## SOURCE TEXT

::::::

There’s a fundamental element that seems to have gotten lost in the relentless pursuit of designations, certifications, grade point averages and degrees. It has nothing to do with the school you graduated from, your photographic memory, ability to pick winning stocks or even superhuman networking capabilities. But my intent is not to discount the former — an education is very important and there’s no doubt anyone would get exceptionally far with even one of those aforementioned traits. I’m referring to something far more subtle, yet it speaks louder than any words on a resume. It’s not where you’d like to go or where you’ve been; it’s in communicating where your feet are standing at this very moment.

Seeking bigger opportunities and striving for promotions come with many advantages. In obsessively doing so, we run the risk of becoming disconnected and subconsciously appear to communicate entitlement. We’re unhappy at our current jobs because they are only temporary; unworthy of our decorated potential. We graduate from top universities ready to take on the world, then complain that we’ve been forced into mediocre jobs. We justify why that dream job slipped through our overqualified fingers. Extraordinary careers are there for the taking by extraordinary employees, not binge overachievers. Extraordinary employees sit up at any table, whether it’s the one they’re serving at a local diner or the one in the boardroom they’re leading a presentation at.

::::::

## REQUIRED WORK
- A) Answer these questions about the passage on career attitude:
(i) What four things does the passage say the subtle element has nothing to do with?
(ii) For whom, according to the passage, are extraordinary careers there for the taking?
(iii) Which two tables does the passage name as places where extraordinary employees sit up?
- B) Extend the passage on career attitude with a paragraph that carries on from its final sentence.

::::::

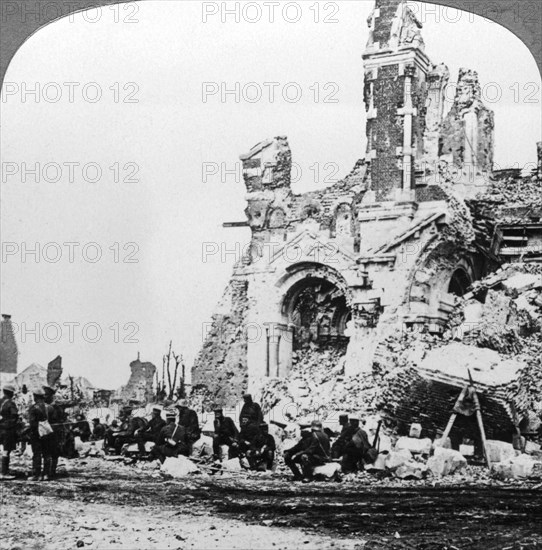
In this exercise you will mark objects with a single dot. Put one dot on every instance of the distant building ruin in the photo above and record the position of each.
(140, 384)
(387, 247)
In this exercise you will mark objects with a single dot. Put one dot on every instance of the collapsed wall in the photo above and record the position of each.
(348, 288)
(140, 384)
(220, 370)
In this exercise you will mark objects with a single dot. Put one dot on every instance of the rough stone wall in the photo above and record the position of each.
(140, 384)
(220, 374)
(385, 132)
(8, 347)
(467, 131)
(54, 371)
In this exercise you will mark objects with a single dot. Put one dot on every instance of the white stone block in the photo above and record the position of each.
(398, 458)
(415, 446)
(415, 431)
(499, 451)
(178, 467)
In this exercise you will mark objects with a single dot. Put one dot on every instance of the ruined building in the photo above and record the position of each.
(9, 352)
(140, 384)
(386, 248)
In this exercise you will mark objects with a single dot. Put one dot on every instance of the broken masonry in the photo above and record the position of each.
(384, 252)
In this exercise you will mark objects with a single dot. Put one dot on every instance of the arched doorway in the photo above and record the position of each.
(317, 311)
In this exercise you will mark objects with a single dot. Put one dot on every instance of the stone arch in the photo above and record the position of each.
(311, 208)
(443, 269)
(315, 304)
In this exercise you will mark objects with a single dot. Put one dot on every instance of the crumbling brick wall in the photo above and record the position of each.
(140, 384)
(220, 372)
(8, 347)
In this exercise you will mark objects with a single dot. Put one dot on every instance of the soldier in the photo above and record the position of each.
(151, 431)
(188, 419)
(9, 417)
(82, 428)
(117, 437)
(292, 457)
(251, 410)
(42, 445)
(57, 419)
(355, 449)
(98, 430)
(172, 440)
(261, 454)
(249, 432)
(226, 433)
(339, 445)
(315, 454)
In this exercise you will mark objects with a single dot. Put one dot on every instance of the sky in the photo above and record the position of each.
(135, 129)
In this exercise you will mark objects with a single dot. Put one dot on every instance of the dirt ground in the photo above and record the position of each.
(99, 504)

::::::

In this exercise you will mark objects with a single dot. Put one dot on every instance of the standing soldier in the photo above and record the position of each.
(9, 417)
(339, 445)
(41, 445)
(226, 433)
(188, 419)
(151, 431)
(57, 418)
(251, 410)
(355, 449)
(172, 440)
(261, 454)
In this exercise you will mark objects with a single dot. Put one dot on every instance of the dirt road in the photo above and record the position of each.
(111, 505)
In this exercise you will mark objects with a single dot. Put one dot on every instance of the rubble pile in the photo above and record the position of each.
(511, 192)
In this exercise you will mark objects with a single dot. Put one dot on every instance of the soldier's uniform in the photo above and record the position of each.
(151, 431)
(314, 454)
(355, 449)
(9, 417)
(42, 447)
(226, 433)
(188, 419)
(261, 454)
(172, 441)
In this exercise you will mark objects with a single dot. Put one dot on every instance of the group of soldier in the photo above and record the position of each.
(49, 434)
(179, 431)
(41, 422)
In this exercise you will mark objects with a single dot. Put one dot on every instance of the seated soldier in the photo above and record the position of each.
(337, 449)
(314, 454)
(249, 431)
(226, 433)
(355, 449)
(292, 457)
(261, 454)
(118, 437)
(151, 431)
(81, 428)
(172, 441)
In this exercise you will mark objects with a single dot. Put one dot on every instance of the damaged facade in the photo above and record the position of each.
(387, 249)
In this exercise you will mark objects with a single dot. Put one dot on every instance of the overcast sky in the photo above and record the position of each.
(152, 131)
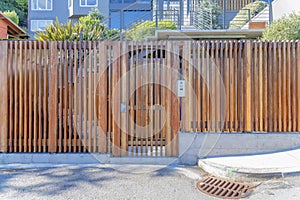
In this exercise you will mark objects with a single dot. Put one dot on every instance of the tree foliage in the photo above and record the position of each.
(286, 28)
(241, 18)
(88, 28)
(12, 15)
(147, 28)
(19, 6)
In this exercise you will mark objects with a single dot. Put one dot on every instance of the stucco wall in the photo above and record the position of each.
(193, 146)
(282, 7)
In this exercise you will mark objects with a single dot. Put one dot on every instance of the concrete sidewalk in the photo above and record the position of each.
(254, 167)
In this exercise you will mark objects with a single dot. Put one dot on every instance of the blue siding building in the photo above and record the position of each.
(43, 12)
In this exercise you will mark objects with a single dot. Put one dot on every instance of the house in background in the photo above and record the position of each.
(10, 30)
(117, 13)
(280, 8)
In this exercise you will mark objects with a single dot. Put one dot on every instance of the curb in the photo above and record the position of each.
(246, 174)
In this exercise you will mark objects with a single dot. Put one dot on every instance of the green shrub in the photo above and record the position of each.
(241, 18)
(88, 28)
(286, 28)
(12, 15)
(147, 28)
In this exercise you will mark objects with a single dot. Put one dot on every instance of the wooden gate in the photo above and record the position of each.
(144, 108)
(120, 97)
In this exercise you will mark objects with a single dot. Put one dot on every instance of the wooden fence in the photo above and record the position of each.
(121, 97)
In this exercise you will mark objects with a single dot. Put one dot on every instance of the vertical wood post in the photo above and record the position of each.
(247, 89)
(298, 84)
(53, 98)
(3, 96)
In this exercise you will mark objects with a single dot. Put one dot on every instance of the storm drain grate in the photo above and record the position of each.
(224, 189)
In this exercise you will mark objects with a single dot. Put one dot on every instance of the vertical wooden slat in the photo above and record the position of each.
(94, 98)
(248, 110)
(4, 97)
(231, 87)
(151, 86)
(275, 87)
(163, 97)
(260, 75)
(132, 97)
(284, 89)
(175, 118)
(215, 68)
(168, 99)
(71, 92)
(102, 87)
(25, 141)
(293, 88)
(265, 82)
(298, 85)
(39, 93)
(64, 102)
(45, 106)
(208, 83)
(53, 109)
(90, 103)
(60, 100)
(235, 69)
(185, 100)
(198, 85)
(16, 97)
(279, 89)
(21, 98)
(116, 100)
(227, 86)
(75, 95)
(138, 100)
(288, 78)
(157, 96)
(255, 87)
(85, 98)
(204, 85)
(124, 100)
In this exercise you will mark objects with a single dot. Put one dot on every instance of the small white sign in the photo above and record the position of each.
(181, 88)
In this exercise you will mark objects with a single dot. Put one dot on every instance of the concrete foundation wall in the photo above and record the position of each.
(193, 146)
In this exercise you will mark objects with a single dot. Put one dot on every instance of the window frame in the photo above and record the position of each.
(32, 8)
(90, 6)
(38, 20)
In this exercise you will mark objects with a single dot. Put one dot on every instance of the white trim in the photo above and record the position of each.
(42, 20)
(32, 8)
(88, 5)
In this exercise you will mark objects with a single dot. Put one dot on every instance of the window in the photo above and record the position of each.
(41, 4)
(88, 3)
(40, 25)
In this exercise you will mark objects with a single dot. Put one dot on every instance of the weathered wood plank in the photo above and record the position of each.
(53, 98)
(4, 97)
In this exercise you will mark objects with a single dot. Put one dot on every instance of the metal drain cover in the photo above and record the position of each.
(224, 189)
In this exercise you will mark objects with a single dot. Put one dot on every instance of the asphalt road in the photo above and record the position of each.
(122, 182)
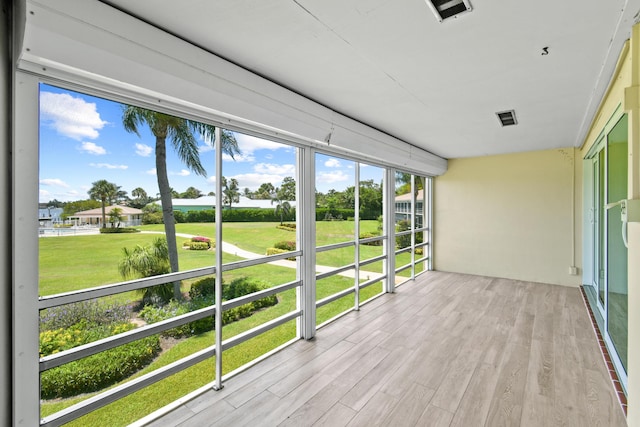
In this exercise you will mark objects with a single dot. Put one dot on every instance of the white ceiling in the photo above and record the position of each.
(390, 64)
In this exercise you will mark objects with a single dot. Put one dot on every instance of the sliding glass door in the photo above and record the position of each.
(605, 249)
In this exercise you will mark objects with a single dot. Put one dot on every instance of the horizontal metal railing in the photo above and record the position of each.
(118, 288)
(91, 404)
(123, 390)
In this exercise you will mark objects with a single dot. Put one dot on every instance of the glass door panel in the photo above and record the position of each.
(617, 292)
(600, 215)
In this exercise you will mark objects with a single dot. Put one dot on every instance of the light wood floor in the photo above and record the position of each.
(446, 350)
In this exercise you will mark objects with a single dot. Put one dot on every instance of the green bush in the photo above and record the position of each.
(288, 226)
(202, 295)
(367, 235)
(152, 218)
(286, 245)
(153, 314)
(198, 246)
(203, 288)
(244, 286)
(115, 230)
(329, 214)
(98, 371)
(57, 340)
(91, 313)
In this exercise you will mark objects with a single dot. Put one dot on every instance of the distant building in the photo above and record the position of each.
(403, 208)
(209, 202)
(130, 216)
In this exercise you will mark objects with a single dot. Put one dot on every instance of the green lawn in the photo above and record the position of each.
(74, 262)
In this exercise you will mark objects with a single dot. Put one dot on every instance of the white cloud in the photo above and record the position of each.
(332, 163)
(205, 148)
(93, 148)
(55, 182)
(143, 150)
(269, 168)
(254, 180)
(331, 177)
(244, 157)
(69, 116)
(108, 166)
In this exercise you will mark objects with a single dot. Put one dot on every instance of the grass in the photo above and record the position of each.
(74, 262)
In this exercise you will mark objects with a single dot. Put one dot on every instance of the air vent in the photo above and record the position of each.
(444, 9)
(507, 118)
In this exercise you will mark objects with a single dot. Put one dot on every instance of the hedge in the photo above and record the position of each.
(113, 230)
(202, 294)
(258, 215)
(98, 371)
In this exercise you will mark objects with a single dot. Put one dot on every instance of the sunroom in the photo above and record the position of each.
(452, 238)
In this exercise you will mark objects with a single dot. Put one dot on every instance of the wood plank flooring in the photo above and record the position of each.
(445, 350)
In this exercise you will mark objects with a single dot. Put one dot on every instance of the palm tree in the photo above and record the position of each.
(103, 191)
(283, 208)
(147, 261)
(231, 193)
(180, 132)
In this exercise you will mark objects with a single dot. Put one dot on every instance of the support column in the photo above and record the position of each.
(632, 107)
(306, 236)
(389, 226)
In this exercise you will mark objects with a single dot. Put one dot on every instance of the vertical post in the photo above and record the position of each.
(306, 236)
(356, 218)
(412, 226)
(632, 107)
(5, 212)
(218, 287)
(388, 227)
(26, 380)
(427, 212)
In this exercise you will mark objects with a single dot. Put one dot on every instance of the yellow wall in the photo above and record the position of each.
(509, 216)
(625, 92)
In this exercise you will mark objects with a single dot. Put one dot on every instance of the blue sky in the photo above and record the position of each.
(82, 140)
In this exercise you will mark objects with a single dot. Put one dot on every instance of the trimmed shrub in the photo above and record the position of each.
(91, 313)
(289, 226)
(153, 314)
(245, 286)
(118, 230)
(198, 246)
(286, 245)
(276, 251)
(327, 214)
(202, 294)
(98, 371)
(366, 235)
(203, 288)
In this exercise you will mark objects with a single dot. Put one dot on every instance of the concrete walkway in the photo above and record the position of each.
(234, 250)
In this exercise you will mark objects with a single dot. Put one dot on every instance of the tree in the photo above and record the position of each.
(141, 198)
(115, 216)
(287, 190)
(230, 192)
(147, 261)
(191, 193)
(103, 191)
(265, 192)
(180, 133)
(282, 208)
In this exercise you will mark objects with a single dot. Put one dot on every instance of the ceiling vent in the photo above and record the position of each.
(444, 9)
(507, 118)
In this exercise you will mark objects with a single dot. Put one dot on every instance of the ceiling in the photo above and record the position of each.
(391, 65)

::::::

## RESPONSES TO THE TASKS
- A)
(i) The school you graduated from, your photographic memory, the ability to pick winning stocks, and superhuman networking capabilities.
(ii) Extraordinary employees, not binge overachievers.
(iii) The one they are serving at a local diner and the one in the boardroom where they are leading a presentation.

- B)
Huge breaks pop out of the periphery for those who are ready to receive them. I don’t believe it’s coincidence, nor do I believe its all a game of numbers. We’re drawn to those who put their whole heart into their work, whether its serving coffee or running a billion dollar corporation. (I wonder how many CEO’s get their coffee from Starbucks every morning.)

Spiritual author and international lecturer Marianne Williamson humorously and elegantly describes our obsession with the image of “taking the bull by the horns.” It’s a suicide mission. We can’t force a bull into submission that way, much like we shouldn't try to force a career by doing the same thing. Consider riding it, or letting it guide you. A career is about having something to give and about finding our ethics - in contributing something to the world. If we don’t own those ethics, we’re sending mixed signals to all potential future employers. There is always something to give and something to gain by bringing our best game to every job, no matter how big or how small.

Consider the following:

Working hard vs. working smart.

Appropriately, this lesson comes from my economics professor. It has far less to do with hours spent, but the depth and excellence of the work itself. Is your time investment into a task of economic value to the result you’d like to achieve? After hours spent at the computer, we lose productivity. I liken it to the image of milk pouring into an overflowing glass. Nothing more is getting in. As my professor says, “go have a drink with friends." We work more productively on a full tank.

Are you truly listening?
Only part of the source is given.